__Supplied entries__:
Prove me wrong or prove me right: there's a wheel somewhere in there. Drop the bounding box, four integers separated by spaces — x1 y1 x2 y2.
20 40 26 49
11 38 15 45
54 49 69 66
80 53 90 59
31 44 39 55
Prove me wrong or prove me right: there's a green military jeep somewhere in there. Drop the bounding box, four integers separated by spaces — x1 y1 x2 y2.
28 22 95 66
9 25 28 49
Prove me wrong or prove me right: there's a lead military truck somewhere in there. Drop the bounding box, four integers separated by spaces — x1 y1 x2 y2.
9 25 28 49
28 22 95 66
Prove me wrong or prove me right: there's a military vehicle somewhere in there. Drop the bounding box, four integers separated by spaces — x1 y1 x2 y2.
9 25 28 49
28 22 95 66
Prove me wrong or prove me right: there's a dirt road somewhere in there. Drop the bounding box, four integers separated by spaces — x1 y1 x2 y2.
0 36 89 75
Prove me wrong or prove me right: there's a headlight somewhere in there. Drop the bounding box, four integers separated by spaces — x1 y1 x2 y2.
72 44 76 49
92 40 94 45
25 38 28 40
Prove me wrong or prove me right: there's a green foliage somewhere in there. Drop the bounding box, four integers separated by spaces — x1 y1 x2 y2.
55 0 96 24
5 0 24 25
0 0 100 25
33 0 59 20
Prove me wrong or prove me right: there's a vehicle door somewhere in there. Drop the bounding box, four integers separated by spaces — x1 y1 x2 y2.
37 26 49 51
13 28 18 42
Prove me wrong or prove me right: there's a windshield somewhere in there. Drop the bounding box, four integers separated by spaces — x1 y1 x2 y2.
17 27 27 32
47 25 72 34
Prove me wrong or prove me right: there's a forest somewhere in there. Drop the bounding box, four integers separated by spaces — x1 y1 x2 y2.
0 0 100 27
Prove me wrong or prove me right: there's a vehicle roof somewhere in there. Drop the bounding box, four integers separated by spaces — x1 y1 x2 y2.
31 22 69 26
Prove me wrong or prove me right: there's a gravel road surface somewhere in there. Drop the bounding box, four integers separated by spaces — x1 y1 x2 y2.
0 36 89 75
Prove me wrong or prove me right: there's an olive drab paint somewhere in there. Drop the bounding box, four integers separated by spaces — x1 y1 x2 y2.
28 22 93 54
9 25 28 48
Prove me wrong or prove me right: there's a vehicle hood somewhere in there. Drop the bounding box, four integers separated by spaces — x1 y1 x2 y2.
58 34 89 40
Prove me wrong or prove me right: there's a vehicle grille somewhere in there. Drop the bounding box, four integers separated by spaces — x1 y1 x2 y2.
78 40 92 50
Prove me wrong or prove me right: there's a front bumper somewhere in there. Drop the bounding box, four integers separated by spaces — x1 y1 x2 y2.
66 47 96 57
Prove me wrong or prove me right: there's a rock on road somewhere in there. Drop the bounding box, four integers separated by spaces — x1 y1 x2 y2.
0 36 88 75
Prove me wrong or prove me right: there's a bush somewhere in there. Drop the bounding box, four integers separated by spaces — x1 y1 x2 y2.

__Requirement__:
Lay out the data above as a JSON list of strings, one string per line with blank lines omitted, starting at the first line and stopping after the line that contains "31 22 69 26".

__Answer to this task__:
[
  "Prove me wrong or prove me right: there's a wheel somewhere in there. Drop the bounding box, four integers separated by spaces — x1 y1 x2 y2.",
  "20 40 26 49",
  "11 38 15 45",
  "54 49 69 66",
  "80 53 90 59",
  "31 44 39 55",
  "Prove me wrong or prove me right: there's a green military jeep somewhere in there. Drop the bounding box, four integers separated by spaces — x1 y1 x2 y2.",
  "28 22 95 66",
  "9 25 28 49",
  "Prove me wrong or prove me right: there's a lead military truck somewhere in there. Drop the bounding box, four integers separated by spaces — x1 y1 x2 y2.",
  "9 25 28 49",
  "28 22 95 66",
  "Prove me wrong or prove me right: there's a military vehicle somewhere in there. Drop the bounding box, four integers separated by spaces — x1 y1 x2 y2.",
  "9 25 28 49",
  "28 22 95 66",
  "Prove me wrong or prove me right: there's a dirt road somewhere in there. Drop the bounding box, four integers separated by spaces — x1 y1 x2 y2.",
  "0 36 89 75",
  "Prove me wrong or prove me right: there's a headlight somewhere in there. Drop the bounding box, four integers separated by spaces — x1 y1 x2 y2.",
  "72 44 76 49",
  "92 40 94 45",
  "25 38 28 40",
  "Prove me wrong or prove me right: there's a green foliage somewhere in there. Drop the bounding box, four integers separated by spaces — x1 y1 x2 y2.",
  "55 0 96 24",
  "5 0 24 25",
  "0 0 100 25",
  "33 0 59 20",
  "Prove me wrong or prove me right: there's a vehicle door somewhere in there. Drop the bounding box, four integers separated by spaces — x1 y1 x2 y2.",
  "37 26 49 51",
  "13 28 18 42",
  "Prove me wrong or prove me right: there's a windshield somewhere in there. Drop the bounding box, four integers separated by spaces — x1 y1 x2 y2.",
  "17 27 27 32",
  "47 25 72 34",
  "Prove me wrong or prove me right: there's a forest somewhere in there. Drop the bounding box, four integers separated by spaces — x1 y1 x2 y2.",
  "0 0 100 27",
  "Prove me wrong or prove me right: there's a vehicle roof somewhere in there. Drop the bounding box, four integers separated by spaces — x1 y1 x2 y2.",
  "31 22 69 26"
]